■ TEXTE FOURNI
+===+

Les villes africaines vont-elles exploser ? Irène Salenson, urbaniste et chargée de recherche à l’AFD, se pose la question.
 
Alexis Guilleux : « Les villes africaines vont-elles exploser ? », c’est le titre de l’article que vous publiez. Quand on voit les chiffres de la croissance urbaine en Afrique des dernières décennies, est-ce que cette explosion n’a pas déjà eu lieu ?
 
Irène Salenson : C’est vrai qu’il y a une forte croissance urbaine en Afrique depuis longtemps. Mais on a choisi ce titre – avec un point d’interrogation – parce que le terme d’explosion est un peu fort. Donc, on a voulu dire qu’il ne fallait pas forcément avoir peur et que ce n’était pas forcément grave. Parce qu’en fait, pour l’instant, la majorité de la population habite encore à la campagne en Afrique. À peu près 40% de la population habite en ville, seulement. Si on regarde par exemple les villes de plus d’un million d’habitants, il y a 41 villes de plus d’un million d’habitants en Afrique en 2015, alors qu’il y en a 115 en Europe. Pour l’instant, l’Afrique n’est pas aussi urbanisée que les autres régions du monde et c’est un processus de rattrapage.
 
Vous démontez aussi une idée reçue : celle de l’exode rural. Il n’y a pas d’exode rural africain ?
 
Il y a peu d’exode rural africain. On ne peut pas dire qu’il n’y en a pas du tout. Mais ce n’est pas cela qui alimente principalement la croissance urbaine. Aujourd’hui, la croissance des villes en Afrique, elle est due seulement pour un tiers à l’exode rural et pour deux tiers, elle est due aux naissances d’enfants de citadins. C’est vrai en particulier pour les pays du Sahel. Et ce qui fait que ce n’est pas l’exode rural qui alimente la croissance urbaine, c’est qu’en fait, il y a beaucoup d’anciens villages qui sont en train de devenir des villes. Donc, c’est vraiment une croissance sur place.

+===+

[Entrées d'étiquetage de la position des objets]
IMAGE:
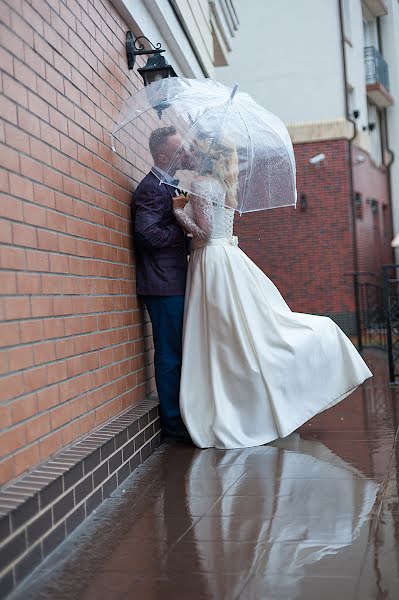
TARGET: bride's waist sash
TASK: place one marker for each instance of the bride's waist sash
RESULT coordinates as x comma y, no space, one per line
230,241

+===+

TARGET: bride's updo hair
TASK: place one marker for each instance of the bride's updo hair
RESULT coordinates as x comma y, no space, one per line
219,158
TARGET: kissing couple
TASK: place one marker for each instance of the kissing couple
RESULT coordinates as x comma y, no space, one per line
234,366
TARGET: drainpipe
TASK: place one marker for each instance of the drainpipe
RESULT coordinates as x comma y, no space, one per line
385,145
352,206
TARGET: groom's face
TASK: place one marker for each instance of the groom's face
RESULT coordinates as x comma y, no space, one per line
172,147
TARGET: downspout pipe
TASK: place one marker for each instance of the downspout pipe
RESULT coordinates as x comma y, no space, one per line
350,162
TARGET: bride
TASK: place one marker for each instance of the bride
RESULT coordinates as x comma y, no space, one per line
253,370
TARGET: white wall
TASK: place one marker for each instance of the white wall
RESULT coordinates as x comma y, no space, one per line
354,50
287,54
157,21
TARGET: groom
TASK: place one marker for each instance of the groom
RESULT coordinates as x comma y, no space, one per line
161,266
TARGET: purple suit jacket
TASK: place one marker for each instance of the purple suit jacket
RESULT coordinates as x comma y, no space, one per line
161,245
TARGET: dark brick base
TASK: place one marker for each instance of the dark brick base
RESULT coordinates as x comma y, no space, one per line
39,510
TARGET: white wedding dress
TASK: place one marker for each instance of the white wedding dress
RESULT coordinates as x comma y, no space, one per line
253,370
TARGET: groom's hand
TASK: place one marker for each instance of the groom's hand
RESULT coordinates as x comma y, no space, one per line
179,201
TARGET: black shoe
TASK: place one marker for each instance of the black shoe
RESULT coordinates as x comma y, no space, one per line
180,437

+===+

Reproduisez mot pour mot le passage de l'entretien sur la croissance urbaine en Afrique, de « Vous démontez aussi » à « croissance sur place. ».

■ RÉPONSE
Vous démontez aussi une idée reçue : celle de l’exode rural. Il n’y a pas d’exode rural africain ?
 
Il y a peu d’exode rural africain. On ne peut pas dire qu’il n’y en a pas du tout. Mais ce n’est pas cela qui alimente principalement la croissance urbaine. Aujourd’hui, la croissance des villes en Afrique, elle est due seulement pour un tiers à l’exode rural et pour deux tiers, elle est due aux naissances d’enfants de citadins. C’est vrai en particulier pour les pays du Sahel. Et ce qui fait que ce n’est pas l’exode rural qui alimente la croissance urbaine, c’est qu’en fait, il y a beaucoup d’anciens villages qui sont en train de devenir des villes. Donc, c’est vraiment une croissance sur place.